▸ **Aim of the exercise**
Would you print the whole listing again, word for word?

Start of Data extract

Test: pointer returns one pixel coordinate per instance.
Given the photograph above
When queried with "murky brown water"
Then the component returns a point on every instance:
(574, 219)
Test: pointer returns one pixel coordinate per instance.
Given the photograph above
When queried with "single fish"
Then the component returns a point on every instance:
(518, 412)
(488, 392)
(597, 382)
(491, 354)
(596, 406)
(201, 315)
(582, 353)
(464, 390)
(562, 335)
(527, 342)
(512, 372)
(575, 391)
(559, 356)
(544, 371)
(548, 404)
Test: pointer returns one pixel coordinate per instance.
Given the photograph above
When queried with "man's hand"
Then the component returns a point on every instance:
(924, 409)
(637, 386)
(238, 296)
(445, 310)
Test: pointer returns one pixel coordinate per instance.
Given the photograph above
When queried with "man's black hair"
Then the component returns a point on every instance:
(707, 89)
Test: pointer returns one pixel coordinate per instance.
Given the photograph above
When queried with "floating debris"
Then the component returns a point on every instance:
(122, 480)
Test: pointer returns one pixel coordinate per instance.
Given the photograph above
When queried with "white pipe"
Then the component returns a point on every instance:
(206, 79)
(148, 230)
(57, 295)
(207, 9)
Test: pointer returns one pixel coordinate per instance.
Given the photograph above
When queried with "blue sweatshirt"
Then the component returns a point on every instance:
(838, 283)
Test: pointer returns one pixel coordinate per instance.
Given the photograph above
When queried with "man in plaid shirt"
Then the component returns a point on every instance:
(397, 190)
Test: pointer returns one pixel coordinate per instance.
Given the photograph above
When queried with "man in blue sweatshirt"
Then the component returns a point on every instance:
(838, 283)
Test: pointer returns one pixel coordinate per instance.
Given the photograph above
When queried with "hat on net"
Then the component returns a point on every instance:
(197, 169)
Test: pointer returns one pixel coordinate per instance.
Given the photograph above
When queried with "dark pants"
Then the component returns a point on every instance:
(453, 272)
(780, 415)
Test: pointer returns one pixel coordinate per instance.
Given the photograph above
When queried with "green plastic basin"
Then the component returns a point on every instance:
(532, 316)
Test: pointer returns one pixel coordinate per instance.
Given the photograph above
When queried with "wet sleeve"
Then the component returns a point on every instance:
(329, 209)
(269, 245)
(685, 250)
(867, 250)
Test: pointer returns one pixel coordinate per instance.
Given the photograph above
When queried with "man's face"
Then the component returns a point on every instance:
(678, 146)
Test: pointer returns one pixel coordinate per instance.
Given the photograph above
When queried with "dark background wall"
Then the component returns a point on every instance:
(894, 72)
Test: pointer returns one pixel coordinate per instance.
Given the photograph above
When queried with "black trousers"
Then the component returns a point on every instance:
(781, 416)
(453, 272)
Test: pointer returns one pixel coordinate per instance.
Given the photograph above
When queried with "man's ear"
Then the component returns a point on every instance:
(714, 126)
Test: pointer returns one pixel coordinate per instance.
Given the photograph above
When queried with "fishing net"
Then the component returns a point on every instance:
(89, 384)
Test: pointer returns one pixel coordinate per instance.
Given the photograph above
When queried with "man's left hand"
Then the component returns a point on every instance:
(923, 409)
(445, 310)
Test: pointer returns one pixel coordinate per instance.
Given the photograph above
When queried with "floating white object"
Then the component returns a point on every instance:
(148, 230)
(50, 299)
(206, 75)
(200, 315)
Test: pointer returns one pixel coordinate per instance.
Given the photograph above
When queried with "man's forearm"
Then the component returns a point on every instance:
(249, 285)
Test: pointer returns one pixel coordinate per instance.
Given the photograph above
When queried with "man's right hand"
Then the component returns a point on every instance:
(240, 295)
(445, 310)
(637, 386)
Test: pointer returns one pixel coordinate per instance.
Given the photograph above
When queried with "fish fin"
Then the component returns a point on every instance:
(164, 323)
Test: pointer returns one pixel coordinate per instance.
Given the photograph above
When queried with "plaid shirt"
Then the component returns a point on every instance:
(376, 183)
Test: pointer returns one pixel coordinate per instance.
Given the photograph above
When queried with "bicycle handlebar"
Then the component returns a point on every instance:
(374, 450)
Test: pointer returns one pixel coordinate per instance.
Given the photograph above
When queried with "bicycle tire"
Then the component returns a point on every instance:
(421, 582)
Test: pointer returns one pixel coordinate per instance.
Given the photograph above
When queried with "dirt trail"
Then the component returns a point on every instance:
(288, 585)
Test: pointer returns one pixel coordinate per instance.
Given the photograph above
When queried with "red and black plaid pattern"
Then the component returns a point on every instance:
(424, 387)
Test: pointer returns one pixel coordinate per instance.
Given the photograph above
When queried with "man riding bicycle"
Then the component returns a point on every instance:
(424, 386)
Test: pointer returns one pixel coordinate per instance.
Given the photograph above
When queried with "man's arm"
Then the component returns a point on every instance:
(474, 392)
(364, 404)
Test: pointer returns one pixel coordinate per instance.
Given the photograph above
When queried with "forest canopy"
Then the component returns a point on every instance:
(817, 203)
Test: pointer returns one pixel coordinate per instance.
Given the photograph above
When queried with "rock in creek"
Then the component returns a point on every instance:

End of Data extract

▸ **Answer section**
Test: pointer returns one pixel coordinate per instance.
Given the photograph above
When queried with "murky brown water"
Then the component returns a point on every instance:
(574, 219)
Test: pointer returns one pixel coordinate per instance.
Given the photograph above
When queried with "single fish"
Then the component returns a point on every instance:
(518, 412)
(488, 392)
(597, 382)
(491, 354)
(596, 406)
(201, 315)
(582, 353)
(464, 390)
(562, 335)
(527, 342)
(512, 372)
(575, 391)
(559, 356)
(544, 371)
(548, 404)
Test: pointer returns one pixel coordinate per instance.
Given the photograph above
When queried with "man's hand"
Then the component returns a point on every instance:
(924, 409)
(637, 386)
(238, 296)
(445, 310)
Test: pointer returns one pixel coordinate per instance.
Given the photograph above
When queried with "man's black hair"
Then the component returns a point on every instance:
(707, 89)
Test: pointer returns one pixel coordinate per instance.
Given the photograph above
When queried with "floating debris"
Then the component returns a point on every instance:
(122, 480)
Test: pointer returns one pixel coordinate per instance.
Given the photograph above
When queried with "white pipe"
Then the component returns a point on every instance:
(206, 79)
(148, 230)
(57, 295)
(207, 9)
Test: pointer returns one pixel coordinate per instance.
Given the photograph above
When queried with "blue sweatshirt"
Then the component returns a point on every instance:
(838, 283)
Test: pointer returns one pixel coordinate per instance.
Given the photograph above
When queried with "man in plaid shirt"
Then the component returns a point on every instance:
(397, 190)
Test: pointer returns one pixel coordinate per instance.
Given the photograph above
When queried with "man in blue sweatshirt"
Then the component returns a point on every instance:
(838, 283)
Test: pointer returns one pixel coordinate per instance.
Given the photograph above
When queried with "hat on net"
Then the component returns a point on every instance:
(197, 169)
Test: pointer returns one pixel coordinate per instance.
Given the photograph above
When queried with "dark pants"
Then the component returns a point on every instance:
(453, 272)
(780, 415)
Test: pointer returns one pixel coordinate per instance.
Given the photograph above
When queried with "green plastic basin"
Then the component returns a point on every instance:
(532, 316)
Test: pointer returns one pixel coordinate per instance.
Given the photograph above
When queried with "wet sleeve"
Then the component returns a point on every instance:
(329, 209)
(269, 245)
(685, 250)
(867, 250)
Test: pointer returns one pixel coordinate per instance.
Given the photograph above
When queried with "man's face"
Then the component returns a point on every instance:
(678, 146)
Test: pointer returns one pixel coordinate per instance.
Given the photograph above
When queried with "dark background wall"
Then the component returns a point on every instance:
(894, 72)
Test: pointer returns one pixel coordinate per instance.
Given the photograph above
When queried with "black trousers"
Then the component returns a point on every instance:
(781, 416)
(453, 272)
Test: pointer returns one pixel coordinate per instance.
Given the photograph above
When queried with "man's ear"
Then the component returns a point on every instance:
(714, 126)
Test: pointer returns one pixel coordinate per instance.
Given the photograph above
When queried with "fishing net"
Then the component returns a point on every instance:
(89, 384)
Test: pointer returns one pixel coordinate per instance.
Given the photograph above
When queried with "man's left hand"
Then the component returns a point on every instance:
(923, 409)
(445, 310)
Test: pointer returns one pixel coordinate per instance.
Given the photograph above
When queried with "floating white object"
Then the component returns a point on every instance:
(148, 230)
(50, 299)
(206, 75)
(200, 315)
Test: pointer returns one pixel coordinate per instance.
Given the photograph above
When queried with "man's forearm"
Then the component returns a point on every instance:
(249, 285)
Test: pointer returns one pixel coordinate per instance.
Given the photograph above
When queried with "man's right hand"
Then the component returns a point on every instance:
(240, 295)
(445, 310)
(637, 386)
Test: pointer returns one pixel coordinate per instance.
Given the photograph above
When queried with "fish fin"
Then the component returns a point on every instance:
(164, 323)
Test: pointer returns one pixel coordinate per instance.
Given the photograph above
When queried with "plaid shirt"
Then the component returns a point on every instance:
(376, 183)
Test: pointer returns one pixel coordinate per instance.
Given the photograph above
When queried with "bicycle handlebar"
Then the component returns a point on every instance:
(374, 450)
Test: pointer returns one pixel coordinate per instance.
Given the photograph above
When queried with "bicycle tire"
Then the component returns a point on every instance:
(421, 582)
Test: pointer returns one pixel coordinate per instance.
Given the photograph above
When queried with "dirt trail"
Then the component returns a point on every instance:
(288, 585)
Test: pointer returns one pixel coordinate per instance.
Given the photograph above
When queried with "red and black plaid pattern"
Then the component returns a point on every instance:
(424, 387)
Test: pointer returns one pixel coordinate per instance.
Given the photograph above
When queried with "man riding bicycle"
Then the component returns a point on every instance:
(424, 386)
Test: pointer returns one pixel coordinate per instance.
Given the photograph above
When queried with "man's arm"
Then the component returns a point on every instance:
(474, 392)
(364, 404)
Test: pointer returns one pixel coordinate per instance.
Given the photograph above
When queried with "forest canopy"
Then the component returns a point on every instance:
(817, 203)
Test: pointer returns one pixel coordinate per instance.
Given the photograph above
When queried with "rock in creek"
Then the component returns a point on every instance:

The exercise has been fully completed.